Task list:
a: Rewrite the passage on multi-threaded YOLOv3 performance between "The Tiny-YOLOv3 shows" and "efficient resource distribution.", inclusive, putting "compact architecture" in place of "small architecture".
b: Write the next part of the passage on multi-threaded YOLOv3 and Tiny-YOLOv3 performance, starting after its final sentence.

Passage for review:
The test video with a moving frame in multi-thread performs as compared to the test frame with a single-threaded test video. This test video (Fig. 17) also is a testament to the fact that, as the source of the input frame is moving, more people are moving relatively, and hence more frames are generated, still, there is a comparable amount of processing done. The FPS received for the same case is 0.4129.
The YOLOv3 multi-thread output graph (Fig. 18) shows the result of frames per second (FPS) and processing time with respect to time.
Multi-Thread Tiny-YOLOv3
The Tiny-YOLOv3 with multi-thread performs the fastest as it is a lightweight architecture. The result of detection and classification can be seen in the image (Fig. 19).
The Tiny-YOLOv3 shows the best results in moving camera sources (Fig. 20) as well, as more classifications can be processed easily with multi-threading and small architecture. Tiny-YOLOv3 performs the best for classification, boosted by the presence of multi-tasking making it more stable and efficient [38]. Multi-threading makes efficient resource distribution.

Collected material:
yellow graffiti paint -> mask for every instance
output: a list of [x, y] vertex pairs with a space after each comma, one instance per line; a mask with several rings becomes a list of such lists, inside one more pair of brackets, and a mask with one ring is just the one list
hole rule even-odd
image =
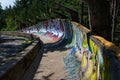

Answers to the tasks:
a:
The Tiny-YOLOv3 shows the best results in moving camera sources (Fig. 20) as well, as more classifications can be processed easily with multi-threading and compact architecture. Tiny-YOLOv3 performs the best for classification, boosted by the presence of multi-tasking making it more stable and efficient [38]. Multi-threading makes efficient resource distribution.

b:
The graph (Fig. 21) visualizes the results of Tiny-YOLOv3 consuming multiple threads.
Multi-Thread SPP-YOLOv3
SPP-YOLOv3 performs detection and classification with ease, due to the SPP detector attached at the beginning of the convolutional layers. The image (Fig. 22) is the result of classification with a multi-thread system and static camera input.
The SPP-YOLOv3 architecture performs well while consuming multiple threads and with a moving camera input frame. The figure 23 presents the output of SPP-YOLOv3 with a moving source of input.
The graph (Fig. 24) shows a linear increase in the FPS and vice versa in Processing time suggesting that the processing time of the frames reduces with time and makes it more efficient.
Comparative Analysis
The models are tested with Intel Core i5 10th generation processor with integrated GPU, trained and weighted on MS COCO dataset. The models are compared with various existing state of art models.
The YOLOv3 executes single-thread and multi-thread programs efficiently (Fig. 25). The difference in the speeds is observed in the following graph. Single thread achieves competitively more FPS as compared to multi-thread. This underlines the fact that processing time for a single thread is less as compared to multi-thread. The range of FPS is 1.5 to 1.8 for a single thread, and 0.3 to 0.6 for multi-thread (Table 4).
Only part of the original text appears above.